_WHAT YOU NEED TO DO_.
Each line from the one containing "box: [207, 260, 236, 307]" through the final line of the data below must be repeated exactly.
(Beginning of DATASET EXCERPTS)
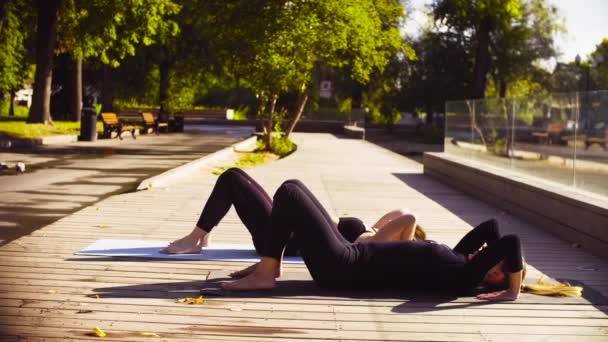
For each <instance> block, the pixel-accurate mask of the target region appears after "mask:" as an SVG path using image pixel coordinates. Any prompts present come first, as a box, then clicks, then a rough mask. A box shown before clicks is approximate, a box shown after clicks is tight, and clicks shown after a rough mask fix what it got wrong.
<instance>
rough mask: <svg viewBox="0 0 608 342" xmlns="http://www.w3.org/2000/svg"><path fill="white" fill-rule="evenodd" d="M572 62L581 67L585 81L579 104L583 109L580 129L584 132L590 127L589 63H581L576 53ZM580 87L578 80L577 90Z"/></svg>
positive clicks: (590, 120)
mask: <svg viewBox="0 0 608 342" xmlns="http://www.w3.org/2000/svg"><path fill="white" fill-rule="evenodd" d="M574 63H575V64H576V66H577V67H579V68H583V70H584V77H585V79H584V80H583V81H584V82H585V83H584V85H585V88H584V91H585V93H584V95H583V99H584V101H583V103H584V106H581V108H583V109H584V110H583V111H581V114H582V115H581V116H580V117H579V120H580V121H581V123H582V125H581V126H582V129H583V130H584V131H585V132H586V131H588V130H589V128H590V127H589V126H590V124H591V118H590V114H591V113H590V111H589V107H590V106H589V90H590V86H589V79H590V78H591V77H590V74H589V71H590V70H589V65H588V64H587V65H581V56H580V55H578V54H577V55H576V57H575V58H574ZM580 88H581V87H580V82H579V86H578V89H577V91H578V90H580Z"/></svg>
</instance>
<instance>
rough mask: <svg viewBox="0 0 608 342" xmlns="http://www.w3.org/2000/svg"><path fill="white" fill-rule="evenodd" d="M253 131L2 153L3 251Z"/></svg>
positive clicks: (1, 238)
mask: <svg viewBox="0 0 608 342" xmlns="http://www.w3.org/2000/svg"><path fill="white" fill-rule="evenodd" d="M252 132H253V128H251V127H237V128H234V127H226V126H222V127H213V128H211V129H207V128H206V127H198V126H187V127H186V132H185V133H180V134H178V133H175V134H173V133H172V134H161V135H159V136H156V135H143V136H139V137H138V139H137V140H133V139H132V138H131V137H130V136H129V137H126V138H125V139H124V140H122V141H121V140H119V139H103V140H98V141H96V142H78V143H69V144H61V145H49V146H42V147H34V148H21V149H5V150H0V161H1V162H5V163H8V164H9V165H10V166H11V167H12V165H14V164H15V163H17V162H24V163H25V164H26V170H27V172H26V173H25V174H21V175H17V174H16V173H15V172H14V170H8V171H4V172H3V174H1V173H0V194H1V195H0V245H1V244H2V243H5V242H7V241H10V240H12V239H15V238H17V237H19V236H23V235H27V234H29V233H31V232H32V231H34V230H36V229H38V228H40V227H42V226H45V225H47V224H49V223H51V222H53V221H55V220H57V219H60V218H62V217H64V216H66V215H68V214H71V213H73V212H75V211H77V210H79V209H81V208H83V207H85V206H88V205H91V204H93V203H95V202H97V201H99V200H101V199H103V198H106V197H108V196H111V195H115V194H120V193H124V192H127V191H131V190H134V189H135V187H136V186H137V185H138V184H139V182H140V181H141V180H143V179H145V178H148V177H150V176H153V175H156V174H158V173H161V172H163V171H165V170H168V169H171V168H174V167H176V166H179V165H181V164H184V163H186V162H189V161H191V160H194V159H197V158H200V157H202V156H205V155H207V154H209V153H211V152H214V151H216V150H219V149H221V148H223V147H225V146H229V145H231V144H233V143H235V142H237V141H239V140H241V139H243V138H244V137H247V136H248V135H250V134H251V133H252Z"/></svg>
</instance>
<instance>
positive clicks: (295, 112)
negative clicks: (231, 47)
mask: <svg viewBox="0 0 608 342" xmlns="http://www.w3.org/2000/svg"><path fill="white" fill-rule="evenodd" d="M234 4H235V5H234V7H232V8H231V9H232V10H233V11H232V12H231V13H232V15H234V16H236V17H239V18H241V22H243V23H244V25H243V26H240V25H239V26H238V27H234V28H232V29H230V28H228V31H224V34H223V35H222V38H224V37H226V38H227V39H225V41H226V42H230V43H229V45H232V46H235V45H237V44H238V46H239V48H238V52H237V53H236V56H235V55H233V57H232V60H233V61H234V63H232V65H233V67H232V69H231V72H232V73H233V74H237V75H243V76H244V77H245V78H246V79H247V82H248V83H249V84H250V85H251V87H252V88H253V89H254V90H255V91H256V93H257V94H258V96H259V99H260V103H261V105H260V108H261V109H262V112H263V114H262V116H263V117H265V120H266V121H265V123H266V124H265V131H266V140H267V142H269V140H270V133H271V132H272V129H273V115H274V111H275V109H276V103H277V100H278V98H279V96H281V95H282V94H286V93H288V92H295V93H297V94H298V96H297V101H296V105H295V106H293V108H294V110H293V113H292V114H291V115H290V117H291V125H290V127H289V128H288V129H287V133H289V132H291V131H292V130H293V128H294V126H295V124H296V123H297V121H298V120H299V118H300V116H301V114H302V111H303V109H304V107H305V105H306V102H307V100H308V96H309V93H308V92H307V91H308V89H309V88H310V82H311V79H312V73H313V70H314V68H315V66H317V65H319V64H323V65H326V66H329V67H333V68H338V69H347V70H348V71H349V73H350V77H351V78H352V79H353V80H355V81H357V82H359V83H367V82H369V80H370V76H371V74H372V72H374V71H382V70H383V69H384V67H385V66H386V64H387V63H388V61H389V59H390V58H391V57H392V56H393V55H394V54H396V53H397V52H399V51H402V52H404V53H405V55H406V56H407V57H413V56H414V53H413V50H412V49H410V48H409V47H408V46H407V45H405V44H403V43H402V42H401V40H400V36H399V31H398V29H397V23H398V21H399V20H400V19H401V17H402V16H403V9H402V7H401V6H400V5H399V3H398V2H397V1H391V0H382V1H380V0H378V1H369V0H368V1H363V0H360V1H345V0H344V1H305V0H297V1H283V0H274V1H267V2H266V3H265V4H263V5H259V4H257V3H250V2H247V1H240V2H239V1H235V2H234ZM227 13H230V11H225V12H224V13H223V14H224V15H226V14H227ZM229 17H230V15H228V18H229ZM227 21H228V22H231V23H234V22H235V21H231V20H227ZM227 32H229V33H227Z"/></svg>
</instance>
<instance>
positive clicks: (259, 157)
mask: <svg viewBox="0 0 608 342" xmlns="http://www.w3.org/2000/svg"><path fill="white" fill-rule="evenodd" d="M264 162H266V156H264V154H263V153H247V154H246V155H245V156H244V157H242V158H240V159H239V160H238V161H237V162H236V163H234V165H228V166H220V167H217V170H214V171H212V172H211V173H213V174H214V175H216V176H219V175H221V174H222V173H224V171H226V170H228V169H231V168H233V167H238V168H240V169H248V168H252V167H254V166H256V165H259V164H263V163H264Z"/></svg>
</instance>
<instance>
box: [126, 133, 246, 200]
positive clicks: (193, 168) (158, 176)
mask: <svg viewBox="0 0 608 342" xmlns="http://www.w3.org/2000/svg"><path fill="white" fill-rule="evenodd" d="M256 143H257V137H256V136H252V137H249V138H247V139H245V140H243V141H241V142H238V143H236V144H233V145H231V146H228V147H226V148H223V149H221V150H219V151H216V152H213V153H211V154H208V155H206V156H204V157H201V158H199V159H196V160H193V161H191V162H189V163H186V164H184V165H181V166H178V167H176V168H174V169H171V170H169V171H165V172H163V173H161V174H159V175H156V176H153V177H150V178H146V179H144V180H143V181H141V183H139V185H138V186H137V189H136V191H140V190H148V189H149V188H151V187H163V186H167V185H170V184H171V183H174V182H175V181H177V180H179V179H181V178H183V177H186V176H188V175H190V174H192V173H193V172H195V171H197V170H198V169H200V168H201V167H203V166H205V165H206V164H208V163H210V162H212V161H215V160H217V159H220V158H225V157H226V156H228V155H230V154H231V153H235V152H245V151H252V150H253V149H254V148H255V146H256Z"/></svg>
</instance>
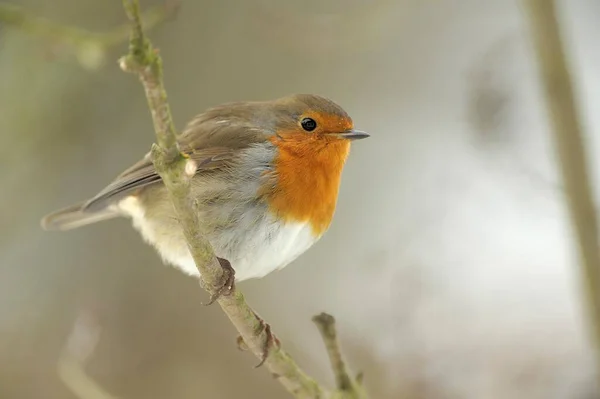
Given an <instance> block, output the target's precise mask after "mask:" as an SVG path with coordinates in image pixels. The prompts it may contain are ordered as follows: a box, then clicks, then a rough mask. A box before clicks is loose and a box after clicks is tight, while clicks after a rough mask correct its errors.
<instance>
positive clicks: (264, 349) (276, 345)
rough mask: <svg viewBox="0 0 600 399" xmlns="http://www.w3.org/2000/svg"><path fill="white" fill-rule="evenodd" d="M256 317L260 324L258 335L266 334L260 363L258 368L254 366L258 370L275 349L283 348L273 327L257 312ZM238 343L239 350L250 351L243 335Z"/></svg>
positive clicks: (258, 325) (237, 339)
mask: <svg viewBox="0 0 600 399" xmlns="http://www.w3.org/2000/svg"><path fill="white" fill-rule="evenodd" d="M254 316H256V319H257V320H258V323H259V324H258V329H257V331H256V335H260V334H261V333H262V332H263V331H264V332H265V334H266V337H265V342H264V343H263V345H262V347H261V356H260V362H259V363H258V364H257V365H256V366H254V367H255V368H258V367H260V366H262V365H263V364H264V363H265V361H266V360H267V357H268V356H269V352H270V351H271V349H272V348H273V347H276V348H278V349H279V348H280V347H281V342H280V341H279V338H277V336H276V335H275V334H273V332H272V331H271V326H270V325H269V323H267V322H265V321H264V320H263V319H262V318H261V317H260V316H259V315H257V314H256V312H254ZM236 342H237V345H238V349H239V350H242V351H246V350H248V344H246V342H245V341H244V338H243V337H242V336H241V335H240V336H238V337H237V340H236Z"/></svg>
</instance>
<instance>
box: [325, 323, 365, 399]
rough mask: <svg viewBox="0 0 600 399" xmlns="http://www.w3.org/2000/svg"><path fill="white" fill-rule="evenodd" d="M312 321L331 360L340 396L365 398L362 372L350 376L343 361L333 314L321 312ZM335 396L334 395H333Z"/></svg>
mask: <svg viewBox="0 0 600 399" xmlns="http://www.w3.org/2000/svg"><path fill="white" fill-rule="evenodd" d="M313 322H314V323H315V324H316V325H317V327H318V328H319V332H320V333H321V336H322V337H323V342H324V343H325V348H326V349H327V354H328V355H329V360H330V361H331V368H332V369H333V373H334V375H335V383H336V387H337V389H338V391H339V396H338V397H340V398H342V397H343V398H348V399H351V398H352V399H361V398H366V397H367V393H366V392H365V391H364V388H363V387H362V374H359V375H358V376H357V377H356V378H354V379H353V378H351V377H350V374H349V373H348V369H347V367H346V363H345V362H344V359H343V356H342V352H341V351H340V346H339V343H338V339H337V331H336V328H335V319H334V318H333V316H331V315H329V314H327V313H321V314H320V315H317V316H314V317H313ZM334 397H335V396H334Z"/></svg>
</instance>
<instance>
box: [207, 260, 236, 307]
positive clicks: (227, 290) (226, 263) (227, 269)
mask: <svg viewBox="0 0 600 399" xmlns="http://www.w3.org/2000/svg"><path fill="white" fill-rule="evenodd" d="M217 260H218V261H219V264H220V265H221V269H223V274H222V275H221V280H220V282H219V288H218V289H217V291H216V292H215V293H214V294H212V295H211V296H210V300H209V301H208V303H205V304H204V305H205V306H208V305H212V304H213V303H215V302H216V300H217V299H219V298H220V297H222V296H224V295H229V294H231V292H232V291H233V288H234V286H235V270H234V269H233V267H231V263H230V262H229V261H228V260H227V259H223V258H217Z"/></svg>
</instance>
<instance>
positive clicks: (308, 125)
(End of DATASET EXCERPTS)
_YOUR RESPONSE_.
box: [207, 260, 236, 307]
positive clicks: (227, 290) (226, 263) (227, 269)
mask: <svg viewBox="0 0 600 399" xmlns="http://www.w3.org/2000/svg"><path fill="white" fill-rule="evenodd" d="M217 260H218V261H219V264H220V265H221V269H223V274H222V275H221V280H220V282H219V288H218V289H217V291H216V292H215V293H214V294H212V295H211V296H210V300H209V301H208V303H205V304H204V305H205V306H208V305H212V304H213V303H215V302H216V300H217V299H219V298H220V297H222V296H224V295H229V294H231V292H232V291H233V288H234V286H235V270H234V269H233V267H231V263H230V262H229V261H228V260H227V259H223V258H217Z"/></svg>
</instance>
<instance>
positive clicks: (308, 125)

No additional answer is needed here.